══ Source text

Summary by class value:
	 Class0 :  [(3.0, 1.4142135623730951), (20.5, 0.7071067811865476), (3.5, 4.949747468305833)]
	 Class1 :  [(2.0, 1.4142135623730951), (21.0, 1.4142135623730951), (7.0, 4.242640687119285)]

Step 4: Gaussian Probability Density Function

We will now calculate the probability or likelihood of a data point to belong to a certain class.

One way we can do this is to assume that data is drawn from a distribution, such as a bell curve or Gaussian distribution.

Q6. Fill out the function which calculates the likelihood of data point using Gaussian density function.

In [16]:
def calculateProbability(x, mean, stdev):
    '''
    Use the Gaussian Probability Density Function
    to estimate the probablity of a point belonging
    to a certain class.
    '''
    exp_in = ((x-mean)/float(stdev))
    expon =  (-0.5) * (exp_in**2)
    return np.exp(expon) / float(np.sqrt(2 * np.pi) * stdev)

════

• Exercise aim:
Return the notebook excerpt above on the Gaussian density function in full, word for word.

══ Dataset entries

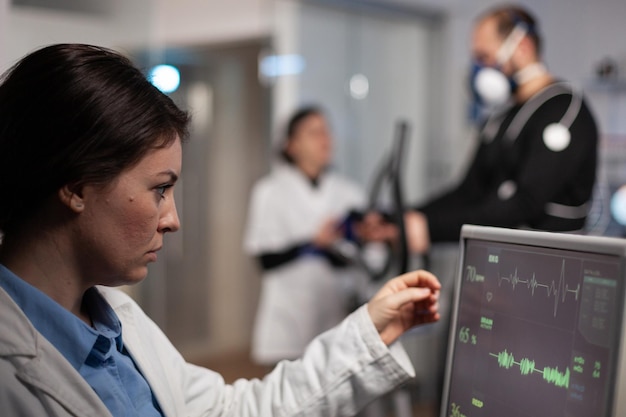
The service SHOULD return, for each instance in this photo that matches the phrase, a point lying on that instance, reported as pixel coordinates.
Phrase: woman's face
(311, 144)
(122, 225)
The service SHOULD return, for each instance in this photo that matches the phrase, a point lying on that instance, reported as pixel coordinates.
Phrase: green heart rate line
(557, 289)
(527, 366)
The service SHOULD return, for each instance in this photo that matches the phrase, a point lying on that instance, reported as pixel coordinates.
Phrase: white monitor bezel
(567, 241)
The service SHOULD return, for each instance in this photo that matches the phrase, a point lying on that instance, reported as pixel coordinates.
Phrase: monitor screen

════

• In response:
Summary by class value:
	 Class0 :  [(3.0, 1.4142135623730951), (20.5, 0.7071067811865476), (3.5, 4.949747468305833)]
	 Class1 :  [(2.0, 1.4142135623730951), (21.0, 1.4142135623730951), (7.0, 4.242640687119285)]

Step 4: Gaussian Probability Density Function

We will now calculate the probability or likelihood of a data point to belong to a certain class.

One way we can do this is to assume that data is drawn from a distribution, such as a bell curve or Gaussian distribution.

Q6. Fill out the function which calculates the likelihood of data point using Gaussian density function.

In [16]:
def calculateProbability(x, mean, stdev):
    '''
    Use the Gaussian Probability Density Function
    to estimate the probablity of a point belonging
    to a certain class.
    '''
    exp_in = ((x-mean)/float(stdev))
    expon =  (-0.5) * (exp_in**2)
    return np.exp(expon) / float(np.sqrt(2 * np.pi) * stdev)